**RECORD EXTRACTS**
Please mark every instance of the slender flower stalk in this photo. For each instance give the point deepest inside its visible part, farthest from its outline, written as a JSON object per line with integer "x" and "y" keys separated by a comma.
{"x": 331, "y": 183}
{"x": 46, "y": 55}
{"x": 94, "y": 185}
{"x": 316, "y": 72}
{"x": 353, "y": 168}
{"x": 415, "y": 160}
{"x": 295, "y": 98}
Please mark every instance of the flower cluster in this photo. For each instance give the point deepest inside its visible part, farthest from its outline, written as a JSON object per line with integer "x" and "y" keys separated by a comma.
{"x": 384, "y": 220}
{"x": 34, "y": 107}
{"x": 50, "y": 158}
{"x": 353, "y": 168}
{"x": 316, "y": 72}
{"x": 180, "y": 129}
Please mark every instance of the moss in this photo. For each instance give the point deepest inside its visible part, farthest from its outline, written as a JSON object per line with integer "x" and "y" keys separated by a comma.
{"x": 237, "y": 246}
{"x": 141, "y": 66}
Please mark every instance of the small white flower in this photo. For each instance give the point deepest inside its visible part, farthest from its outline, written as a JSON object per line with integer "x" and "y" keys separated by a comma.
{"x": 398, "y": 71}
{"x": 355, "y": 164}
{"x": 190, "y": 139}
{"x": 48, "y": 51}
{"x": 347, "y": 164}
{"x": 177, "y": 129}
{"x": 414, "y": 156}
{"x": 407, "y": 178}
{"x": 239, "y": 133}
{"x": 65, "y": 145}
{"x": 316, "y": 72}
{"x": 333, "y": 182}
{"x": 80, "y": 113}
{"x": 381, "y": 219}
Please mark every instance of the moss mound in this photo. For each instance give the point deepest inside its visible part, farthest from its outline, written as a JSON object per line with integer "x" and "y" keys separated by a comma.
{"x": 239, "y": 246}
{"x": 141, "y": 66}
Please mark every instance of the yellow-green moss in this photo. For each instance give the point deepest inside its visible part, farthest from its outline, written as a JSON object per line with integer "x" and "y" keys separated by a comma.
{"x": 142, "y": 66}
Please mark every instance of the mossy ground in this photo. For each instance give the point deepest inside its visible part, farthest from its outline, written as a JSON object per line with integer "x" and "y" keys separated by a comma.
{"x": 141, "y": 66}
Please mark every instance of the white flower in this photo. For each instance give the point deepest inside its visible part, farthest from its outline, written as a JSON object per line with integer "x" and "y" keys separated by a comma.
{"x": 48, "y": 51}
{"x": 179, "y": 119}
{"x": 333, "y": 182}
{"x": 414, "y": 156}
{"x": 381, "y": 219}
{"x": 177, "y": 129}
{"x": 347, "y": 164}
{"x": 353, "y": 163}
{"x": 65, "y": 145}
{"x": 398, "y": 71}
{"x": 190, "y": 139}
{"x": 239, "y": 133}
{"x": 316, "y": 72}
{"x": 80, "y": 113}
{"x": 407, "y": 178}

**REQUIRED WORK**
Copy all of the material above line for line, keeping every character unchanged.

**ANSWER TO THE EXERCISE**
Please mark every instance of the slender flower stalk in this photo. For each instance give the point deepest inside its visible part, farthest from its outline, written as a JSON object per line with integer "x" and "y" keys separated by a comma.
{"x": 331, "y": 183}
{"x": 46, "y": 55}
{"x": 94, "y": 185}
{"x": 316, "y": 72}
{"x": 353, "y": 168}
{"x": 415, "y": 160}
{"x": 295, "y": 98}
Please mark every instance of the flower cluster in this photo. For each instance give the point deepest inside its visible part, farthest from its outline, written as a JSON object per line with integer "x" and "y" keys separated by a comma.
{"x": 384, "y": 220}
{"x": 34, "y": 107}
{"x": 50, "y": 158}
{"x": 353, "y": 168}
{"x": 316, "y": 72}
{"x": 180, "y": 129}
Please mark every instance of the moss in this photo. For each instance give the point deepest inside its visible part, farthest from its outline, written as a JSON object per line with integer "x" and "y" keys separated by a comma.
{"x": 237, "y": 246}
{"x": 141, "y": 66}
Please mark every instance of the small white flower in this photo. For each instance give the point deepest inside its visible part, farthest from its outline, written as a JSON object per line with integer "x" and "y" keys separated by a comma.
{"x": 398, "y": 71}
{"x": 355, "y": 164}
{"x": 190, "y": 139}
{"x": 48, "y": 51}
{"x": 347, "y": 164}
{"x": 177, "y": 129}
{"x": 414, "y": 156}
{"x": 407, "y": 178}
{"x": 239, "y": 133}
{"x": 65, "y": 145}
{"x": 316, "y": 72}
{"x": 333, "y": 182}
{"x": 80, "y": 113}
{"x": 381, "y": 219}
Please mark every instance of the moss mound in this photo. For each instance give the point deepest inside its visible part, farthest from its outline, written as a JSON object per line with integer "x" and "y" keys separated by a comma.
{"x": 239, "y": 246}
{"x": 141, "y": 66}
Please mark every instance of the yellow-green moss in this photo. For each instance give the point deepest inside its visible part, farthest from its outline, written as a JSON object per line with integer "x" and "y" keys separated by a comma.
{"x": 142, "y": 66}
Please mark every instance of the mossy ground in this photo. For each instance give the point deepest inside its visible part, farthest from its outline, written as a JSON object per line with integer "x" and "y" keys separated by a comma.
{"x": 141, "y": 66}
Please mark every instance of the white flower in this photo. For each instance give the point deepest inside its visible part, farthest from its outline, written as a JSON object per line with integer "x" and "y" keys separated by a comma.
{"x": 48, "y": 51}
{"x": 179, "y": 119}
{"x": 333, "y": 182}
{"x": 414, "y": 156}
{"x": 381, "y": 219}
{"x": 177, "y": 129}
{"x": 347, "y": 164}
{"x": 353, "y": 163}
{"x": 65, "y": 145}
{"x": 398, "y": 71}
{"x": 190, "y": 139}
{"x": 239, "y": 133}
{"x": 316, "y": 72}
{"x": 80, "y": 113}
{"x": 407, "y": 178}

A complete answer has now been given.